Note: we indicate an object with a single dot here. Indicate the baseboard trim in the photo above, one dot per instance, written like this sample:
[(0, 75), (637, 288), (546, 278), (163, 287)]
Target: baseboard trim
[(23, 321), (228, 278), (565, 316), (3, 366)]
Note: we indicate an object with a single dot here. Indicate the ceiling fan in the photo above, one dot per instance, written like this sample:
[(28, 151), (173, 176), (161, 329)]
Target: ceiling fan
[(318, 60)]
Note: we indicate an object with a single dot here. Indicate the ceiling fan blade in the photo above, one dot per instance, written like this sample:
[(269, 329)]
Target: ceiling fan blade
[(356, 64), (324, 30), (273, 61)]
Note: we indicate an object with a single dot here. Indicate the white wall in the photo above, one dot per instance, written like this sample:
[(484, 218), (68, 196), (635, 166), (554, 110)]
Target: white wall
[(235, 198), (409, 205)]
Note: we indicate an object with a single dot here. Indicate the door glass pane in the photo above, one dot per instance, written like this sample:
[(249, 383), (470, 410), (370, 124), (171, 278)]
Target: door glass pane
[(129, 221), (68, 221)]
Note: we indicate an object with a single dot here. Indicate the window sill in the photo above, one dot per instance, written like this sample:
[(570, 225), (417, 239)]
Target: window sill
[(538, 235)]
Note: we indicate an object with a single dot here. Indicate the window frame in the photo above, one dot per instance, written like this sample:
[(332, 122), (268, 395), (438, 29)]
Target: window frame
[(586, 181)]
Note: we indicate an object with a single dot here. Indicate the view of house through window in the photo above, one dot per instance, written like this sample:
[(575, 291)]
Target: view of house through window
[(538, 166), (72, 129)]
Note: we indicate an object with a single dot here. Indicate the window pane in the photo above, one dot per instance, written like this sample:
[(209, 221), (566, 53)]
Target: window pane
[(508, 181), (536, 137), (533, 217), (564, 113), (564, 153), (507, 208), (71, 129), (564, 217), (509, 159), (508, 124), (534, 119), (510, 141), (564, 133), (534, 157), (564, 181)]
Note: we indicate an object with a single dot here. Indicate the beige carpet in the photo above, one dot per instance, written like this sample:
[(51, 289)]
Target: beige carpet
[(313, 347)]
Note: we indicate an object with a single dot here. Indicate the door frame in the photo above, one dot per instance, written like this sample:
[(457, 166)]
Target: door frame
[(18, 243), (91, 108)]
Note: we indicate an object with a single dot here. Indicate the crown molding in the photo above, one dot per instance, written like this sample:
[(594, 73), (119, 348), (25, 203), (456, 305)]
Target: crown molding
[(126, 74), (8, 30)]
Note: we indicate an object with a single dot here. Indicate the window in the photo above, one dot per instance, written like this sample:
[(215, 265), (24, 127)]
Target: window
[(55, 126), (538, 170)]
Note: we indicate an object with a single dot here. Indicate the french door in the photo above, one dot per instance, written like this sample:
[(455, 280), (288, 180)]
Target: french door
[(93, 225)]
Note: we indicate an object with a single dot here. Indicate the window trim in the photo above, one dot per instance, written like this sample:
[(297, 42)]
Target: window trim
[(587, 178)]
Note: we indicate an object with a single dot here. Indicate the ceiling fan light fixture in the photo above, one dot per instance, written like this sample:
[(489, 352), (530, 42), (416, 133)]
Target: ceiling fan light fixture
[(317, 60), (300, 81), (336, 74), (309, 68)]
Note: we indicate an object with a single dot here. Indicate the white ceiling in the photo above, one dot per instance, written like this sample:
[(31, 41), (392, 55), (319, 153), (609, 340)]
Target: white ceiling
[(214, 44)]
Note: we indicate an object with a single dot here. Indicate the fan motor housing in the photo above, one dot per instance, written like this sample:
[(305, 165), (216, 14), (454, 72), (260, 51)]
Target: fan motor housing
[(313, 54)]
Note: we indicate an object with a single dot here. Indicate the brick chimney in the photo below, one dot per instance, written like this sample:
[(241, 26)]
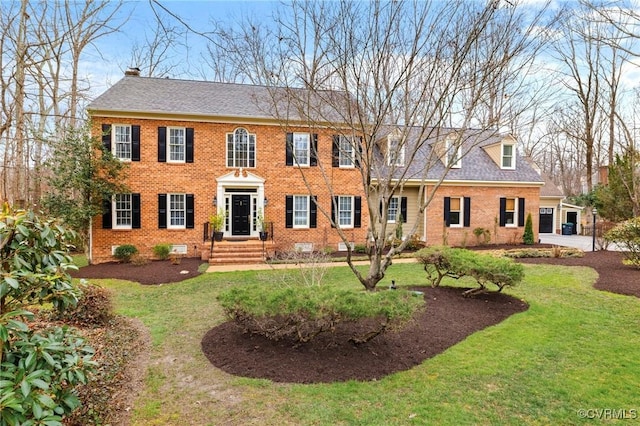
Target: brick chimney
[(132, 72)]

◇ ◇ ◇ ◇

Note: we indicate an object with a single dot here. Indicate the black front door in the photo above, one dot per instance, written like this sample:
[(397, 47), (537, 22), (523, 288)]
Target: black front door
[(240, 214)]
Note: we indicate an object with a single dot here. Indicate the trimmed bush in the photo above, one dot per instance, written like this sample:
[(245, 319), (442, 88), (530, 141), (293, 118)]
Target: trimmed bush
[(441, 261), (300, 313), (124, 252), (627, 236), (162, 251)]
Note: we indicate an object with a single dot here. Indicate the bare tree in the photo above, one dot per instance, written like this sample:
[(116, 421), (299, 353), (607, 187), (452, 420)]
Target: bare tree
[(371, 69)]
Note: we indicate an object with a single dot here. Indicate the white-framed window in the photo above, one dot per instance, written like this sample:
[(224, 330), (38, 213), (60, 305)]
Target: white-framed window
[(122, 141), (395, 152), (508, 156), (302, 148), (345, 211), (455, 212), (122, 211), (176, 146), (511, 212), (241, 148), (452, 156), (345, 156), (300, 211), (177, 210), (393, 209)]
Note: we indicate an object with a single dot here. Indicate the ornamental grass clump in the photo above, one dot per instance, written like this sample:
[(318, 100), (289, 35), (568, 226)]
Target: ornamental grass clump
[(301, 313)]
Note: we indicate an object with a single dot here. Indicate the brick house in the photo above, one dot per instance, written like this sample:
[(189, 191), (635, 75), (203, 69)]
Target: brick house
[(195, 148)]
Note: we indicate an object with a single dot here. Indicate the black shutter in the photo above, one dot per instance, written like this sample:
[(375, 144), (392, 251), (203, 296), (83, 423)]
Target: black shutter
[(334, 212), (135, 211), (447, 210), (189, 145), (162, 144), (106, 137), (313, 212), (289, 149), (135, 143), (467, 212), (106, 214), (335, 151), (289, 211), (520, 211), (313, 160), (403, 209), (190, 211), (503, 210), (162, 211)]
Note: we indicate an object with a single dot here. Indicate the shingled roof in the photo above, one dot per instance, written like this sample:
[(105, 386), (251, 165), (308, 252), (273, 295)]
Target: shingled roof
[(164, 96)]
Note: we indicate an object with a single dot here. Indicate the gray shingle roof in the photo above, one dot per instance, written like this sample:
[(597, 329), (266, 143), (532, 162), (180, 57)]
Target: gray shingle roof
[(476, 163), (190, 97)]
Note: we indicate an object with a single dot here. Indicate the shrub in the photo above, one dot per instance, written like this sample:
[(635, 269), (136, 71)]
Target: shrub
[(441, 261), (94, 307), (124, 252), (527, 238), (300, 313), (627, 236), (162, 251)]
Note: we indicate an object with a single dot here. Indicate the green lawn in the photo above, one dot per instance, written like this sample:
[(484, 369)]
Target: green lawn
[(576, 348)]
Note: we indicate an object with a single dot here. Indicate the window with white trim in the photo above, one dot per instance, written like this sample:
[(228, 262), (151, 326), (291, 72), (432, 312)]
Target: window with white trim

◇ ◇ ◇ ◇

- [WRITTEN EXERCISE]:
Pull out the records from the line containing "Indicate the french" through the line containing "[(587, 178)]", both lines included, and reproduce them word for word.

- [EXERCISE ANSWER]:
Note: we indicate an object with a single dot here. Indicate the french door in the photo above, one dot per instance, written like this sample:
[(455, 280), (288, 180)]
Target: french door
[(93, 225)]
Note: we indicate an object with a single dot here. Indicate the window trim in the photo above, one dot per instance, written like this sample:
[(297, 42)]
Target: window trim
[(587, 178)]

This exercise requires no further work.